DOCUMENT PASSAGE:
Actor Rob Delaney on Israel’s genocide in Gaza, the complicity of our governments and how political leaders ‘profane the memory’ of those who have died.

KHAN YUNIS, GAZA – OCTOBER 15: Children crying because of Israeli raids on October 15, 2023 in Khan Yunis, Gaza. Many Gazan citizens have fled to the south following warnings from the Israeli government to do so. Israel has sealed off Gaza and launched sustained retaliatory air strikes, which have killed at least 1,400 people with more than 300,000 displaced, after a large-scale attack by Hamas. On October 7, the Palestinian militant group Hamas launched a surprise attack on Israel from Gaza by land, sea, and air, killing over 1,300 people and wounding around 2,800. Israeli soldiers and civilians have also been taken hostage by Hamas and moved into Gaza. The attack prompted a declaration of war by Israeli Prime Minister Benjamin Netanyahu and the announcement of an emergency wartime government. (Photo by Ahmad Hasaballah/Getty Images)

Imagine being in Sderot, Israel and hearing Hamas rockets land near your home. You’re scared, you instantly take mental stock of your family members’ locations. Then you hear gunfire. Screaming. You recognise a scream. A few minutes later, you’re holding your daughter’s corpse. She’s still warm and will be for a while yet, but she is dead. A Hamas bullet severed her subclavian artery, and that was that. You pray out loud, essentially singing, to trade places with her. It doesn’t work. She is dead. You are alive. You want to die. You won’t. 

Can you kill anyone to fix this? Who? Where are they? Do you bring your other children with you to do it? Or do you get a babysitter for your other kids so you can go try and kill them? Is your babysitter alive? If you can’t kill your child’s murderer specifically, is there someone else you could kill? Would it feel good then and there, like working out or taking a shit? If so, how long would it take the feeling to dissipate? 

If someone killed my child in front of me, I suspect I’d do my best to kill them right back. I wouldn’t be in the right, but people would get it. That said, I’ve always opposed the death penalty because it makes mistakes and is racist in its implementation. In the United States, it has been demonstrated to repeatedly kill innocent people and is disproportionately used against Black people. The state should be ‘better’ at solving problems than a violently bereaved father, but in the case of the United States, it is very often not. 

The Israeli government does not differ from the US government on this point. They’re quite similar — partners even — in many of the ways they police other countries and their own citizens.

DATASET EXTRACT:
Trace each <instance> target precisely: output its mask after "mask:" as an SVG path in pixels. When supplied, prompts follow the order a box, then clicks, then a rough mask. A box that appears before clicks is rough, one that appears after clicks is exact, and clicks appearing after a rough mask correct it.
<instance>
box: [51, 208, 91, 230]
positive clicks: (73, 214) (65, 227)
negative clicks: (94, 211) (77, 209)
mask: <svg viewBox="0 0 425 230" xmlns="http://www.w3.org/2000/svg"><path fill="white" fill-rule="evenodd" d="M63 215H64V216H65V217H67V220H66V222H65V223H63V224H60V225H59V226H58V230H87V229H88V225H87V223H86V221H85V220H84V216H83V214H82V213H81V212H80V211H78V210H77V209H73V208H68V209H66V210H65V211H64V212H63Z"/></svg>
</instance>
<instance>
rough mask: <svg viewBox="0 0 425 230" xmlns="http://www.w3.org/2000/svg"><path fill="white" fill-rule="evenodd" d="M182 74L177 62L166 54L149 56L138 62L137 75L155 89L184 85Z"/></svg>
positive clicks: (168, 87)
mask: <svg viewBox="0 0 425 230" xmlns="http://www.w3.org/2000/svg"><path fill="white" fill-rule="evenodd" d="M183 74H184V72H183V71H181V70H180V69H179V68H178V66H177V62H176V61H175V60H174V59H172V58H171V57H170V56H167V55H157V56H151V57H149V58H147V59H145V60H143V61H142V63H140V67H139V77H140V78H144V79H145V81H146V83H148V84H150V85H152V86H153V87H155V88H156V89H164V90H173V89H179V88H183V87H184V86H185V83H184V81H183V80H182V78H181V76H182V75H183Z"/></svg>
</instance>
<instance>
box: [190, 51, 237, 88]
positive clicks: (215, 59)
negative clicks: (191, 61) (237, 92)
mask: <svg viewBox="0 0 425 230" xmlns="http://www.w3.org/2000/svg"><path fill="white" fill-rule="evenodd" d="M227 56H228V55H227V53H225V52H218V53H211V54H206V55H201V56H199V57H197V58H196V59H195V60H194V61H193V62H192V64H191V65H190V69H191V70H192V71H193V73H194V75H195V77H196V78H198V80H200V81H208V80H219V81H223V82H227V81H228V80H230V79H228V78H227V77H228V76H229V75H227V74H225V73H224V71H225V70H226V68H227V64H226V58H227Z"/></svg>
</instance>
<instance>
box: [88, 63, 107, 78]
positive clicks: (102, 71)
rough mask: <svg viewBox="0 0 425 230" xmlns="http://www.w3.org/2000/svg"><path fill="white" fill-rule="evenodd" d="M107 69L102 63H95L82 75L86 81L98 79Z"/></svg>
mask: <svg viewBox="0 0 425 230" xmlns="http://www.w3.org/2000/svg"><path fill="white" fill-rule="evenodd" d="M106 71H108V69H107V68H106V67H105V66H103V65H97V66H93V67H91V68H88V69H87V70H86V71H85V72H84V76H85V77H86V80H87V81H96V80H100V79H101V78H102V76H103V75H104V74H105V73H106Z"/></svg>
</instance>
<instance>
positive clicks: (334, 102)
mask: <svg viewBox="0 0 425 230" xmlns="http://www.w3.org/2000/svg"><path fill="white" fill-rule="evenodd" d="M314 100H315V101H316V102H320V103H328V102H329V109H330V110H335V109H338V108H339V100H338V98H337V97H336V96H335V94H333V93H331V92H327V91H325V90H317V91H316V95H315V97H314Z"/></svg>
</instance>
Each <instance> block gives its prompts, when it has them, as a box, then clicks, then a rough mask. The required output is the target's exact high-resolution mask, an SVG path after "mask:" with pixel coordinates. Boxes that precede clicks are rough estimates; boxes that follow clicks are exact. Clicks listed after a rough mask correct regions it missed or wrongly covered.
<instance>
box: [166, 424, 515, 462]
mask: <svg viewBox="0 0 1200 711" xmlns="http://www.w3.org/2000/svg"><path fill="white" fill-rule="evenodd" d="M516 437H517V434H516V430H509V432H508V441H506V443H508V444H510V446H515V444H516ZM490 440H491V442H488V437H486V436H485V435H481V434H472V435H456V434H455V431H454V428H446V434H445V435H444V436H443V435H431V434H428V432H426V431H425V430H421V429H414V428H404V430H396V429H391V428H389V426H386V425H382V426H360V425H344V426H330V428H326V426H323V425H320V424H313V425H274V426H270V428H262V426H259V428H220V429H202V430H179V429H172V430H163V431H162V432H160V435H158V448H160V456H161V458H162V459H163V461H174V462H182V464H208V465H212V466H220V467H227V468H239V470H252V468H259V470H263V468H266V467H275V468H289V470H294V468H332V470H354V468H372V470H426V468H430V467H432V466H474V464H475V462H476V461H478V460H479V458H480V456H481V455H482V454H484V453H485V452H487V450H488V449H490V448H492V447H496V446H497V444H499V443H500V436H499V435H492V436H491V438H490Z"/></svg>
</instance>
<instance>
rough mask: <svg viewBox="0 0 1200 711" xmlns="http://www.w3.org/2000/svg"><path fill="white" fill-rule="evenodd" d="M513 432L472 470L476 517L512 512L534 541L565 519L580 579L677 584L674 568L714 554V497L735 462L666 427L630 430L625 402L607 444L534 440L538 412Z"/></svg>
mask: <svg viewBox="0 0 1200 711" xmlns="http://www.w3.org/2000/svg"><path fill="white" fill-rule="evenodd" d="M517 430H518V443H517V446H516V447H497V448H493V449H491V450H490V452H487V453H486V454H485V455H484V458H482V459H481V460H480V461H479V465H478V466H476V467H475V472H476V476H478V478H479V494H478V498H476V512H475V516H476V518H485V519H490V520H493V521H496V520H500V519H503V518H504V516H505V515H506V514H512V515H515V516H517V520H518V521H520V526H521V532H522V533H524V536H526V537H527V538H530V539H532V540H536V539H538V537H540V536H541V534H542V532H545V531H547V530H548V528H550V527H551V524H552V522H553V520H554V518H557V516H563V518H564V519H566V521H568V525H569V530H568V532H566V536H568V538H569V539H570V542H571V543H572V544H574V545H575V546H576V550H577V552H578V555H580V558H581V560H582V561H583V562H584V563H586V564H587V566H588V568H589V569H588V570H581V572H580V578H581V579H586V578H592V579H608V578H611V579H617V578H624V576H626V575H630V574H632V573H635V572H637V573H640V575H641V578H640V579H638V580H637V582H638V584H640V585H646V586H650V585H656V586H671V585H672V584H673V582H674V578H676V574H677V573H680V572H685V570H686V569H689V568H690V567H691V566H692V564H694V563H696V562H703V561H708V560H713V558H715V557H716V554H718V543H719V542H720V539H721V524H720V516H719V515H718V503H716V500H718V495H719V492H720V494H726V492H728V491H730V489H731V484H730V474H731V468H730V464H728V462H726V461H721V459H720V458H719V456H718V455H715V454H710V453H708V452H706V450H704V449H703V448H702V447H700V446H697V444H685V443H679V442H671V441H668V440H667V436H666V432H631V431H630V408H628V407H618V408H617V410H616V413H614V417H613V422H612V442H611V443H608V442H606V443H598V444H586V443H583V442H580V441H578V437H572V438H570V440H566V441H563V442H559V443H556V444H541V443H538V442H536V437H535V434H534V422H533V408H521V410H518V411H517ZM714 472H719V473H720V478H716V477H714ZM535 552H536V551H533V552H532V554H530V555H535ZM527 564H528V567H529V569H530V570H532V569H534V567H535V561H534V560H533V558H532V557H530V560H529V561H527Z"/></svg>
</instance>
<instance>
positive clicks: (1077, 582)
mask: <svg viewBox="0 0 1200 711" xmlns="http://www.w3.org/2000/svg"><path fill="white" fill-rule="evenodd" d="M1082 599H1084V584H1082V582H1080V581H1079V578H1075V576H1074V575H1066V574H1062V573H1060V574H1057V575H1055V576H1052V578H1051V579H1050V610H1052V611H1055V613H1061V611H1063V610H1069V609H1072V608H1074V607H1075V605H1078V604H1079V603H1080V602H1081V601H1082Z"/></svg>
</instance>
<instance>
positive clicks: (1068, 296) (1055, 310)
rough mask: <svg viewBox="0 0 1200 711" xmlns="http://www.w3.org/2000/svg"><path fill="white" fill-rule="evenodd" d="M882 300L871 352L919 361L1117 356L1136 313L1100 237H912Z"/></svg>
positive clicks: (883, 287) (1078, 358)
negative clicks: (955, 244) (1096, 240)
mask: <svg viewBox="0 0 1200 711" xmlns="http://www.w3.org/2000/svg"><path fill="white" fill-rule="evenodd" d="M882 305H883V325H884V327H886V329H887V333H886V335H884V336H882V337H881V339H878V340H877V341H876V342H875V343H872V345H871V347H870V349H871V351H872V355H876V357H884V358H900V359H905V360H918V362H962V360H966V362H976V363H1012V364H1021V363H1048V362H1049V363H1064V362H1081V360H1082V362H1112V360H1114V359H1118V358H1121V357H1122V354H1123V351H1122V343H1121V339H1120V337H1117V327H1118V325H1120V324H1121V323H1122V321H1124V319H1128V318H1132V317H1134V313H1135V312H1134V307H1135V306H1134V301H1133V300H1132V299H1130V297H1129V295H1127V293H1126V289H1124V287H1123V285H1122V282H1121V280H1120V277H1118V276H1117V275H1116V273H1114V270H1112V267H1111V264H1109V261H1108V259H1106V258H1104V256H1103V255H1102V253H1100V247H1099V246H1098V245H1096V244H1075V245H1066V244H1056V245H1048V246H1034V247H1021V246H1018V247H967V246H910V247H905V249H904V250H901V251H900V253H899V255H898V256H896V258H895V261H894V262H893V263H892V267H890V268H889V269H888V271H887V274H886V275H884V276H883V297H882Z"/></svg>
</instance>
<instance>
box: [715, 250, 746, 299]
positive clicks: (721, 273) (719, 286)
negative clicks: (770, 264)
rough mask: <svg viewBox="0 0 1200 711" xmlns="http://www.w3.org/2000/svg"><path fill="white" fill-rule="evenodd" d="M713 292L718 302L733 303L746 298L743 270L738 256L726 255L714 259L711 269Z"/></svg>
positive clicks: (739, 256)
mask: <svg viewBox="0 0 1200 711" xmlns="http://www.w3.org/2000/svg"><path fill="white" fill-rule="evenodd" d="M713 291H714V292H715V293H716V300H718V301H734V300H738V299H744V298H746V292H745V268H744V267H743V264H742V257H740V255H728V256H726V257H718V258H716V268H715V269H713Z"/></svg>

WORK TO BE COMPLETED: In the essay on Gaza, copy the passage starting with "If someone killed" and going on through "very often not.", replacing "death penalty" with "capital punishment".

REPLY TO THE TASK:
If someone killed my child in front of me, I suspect I’d do my best to kill them right back. I wouldn’t be in the right, but people would get it. That said, I’ve always opposed the capital punishment because it makes mistakes and is racist in its implementation. In the United States, it has been demonstrated to repeatedly kill innocent people and is disproportionately used against Black people. The state should be ‘better’ at solving problems than a violently bereaved father, but in the case of the United States, it is very often not.